- CHALLENGE
Please render the entries from the line containing "backrest and return the coordinates." through the last line of the entries, both included, as a numbered list with blank lines left out.

(Collected data entries)
# # #

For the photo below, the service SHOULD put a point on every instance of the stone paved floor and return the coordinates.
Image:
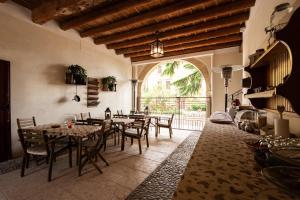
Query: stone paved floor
(127, 170)
(165, 178)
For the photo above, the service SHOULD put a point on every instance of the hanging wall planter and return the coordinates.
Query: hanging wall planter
(76, 74)
(109, 83)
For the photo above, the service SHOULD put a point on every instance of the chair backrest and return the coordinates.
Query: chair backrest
(26, 122)
(77, 117)
(171, 120)
(85, 116)
(106, 126)
(30, 139)
(139, 124)
(147, 125)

# # #

- TASK ANSWER
1. For the photo above, the service SHOULD put a point on every instance of the chair backrest and return the coordinates.
2. Query: chair backrest
3. (26, 122)
4. (77, 117)
5. (171, 120)
6. (85, 116)
7. (106, 126)
8. (30, 139)
9. (139, 124)
10. (147, 125)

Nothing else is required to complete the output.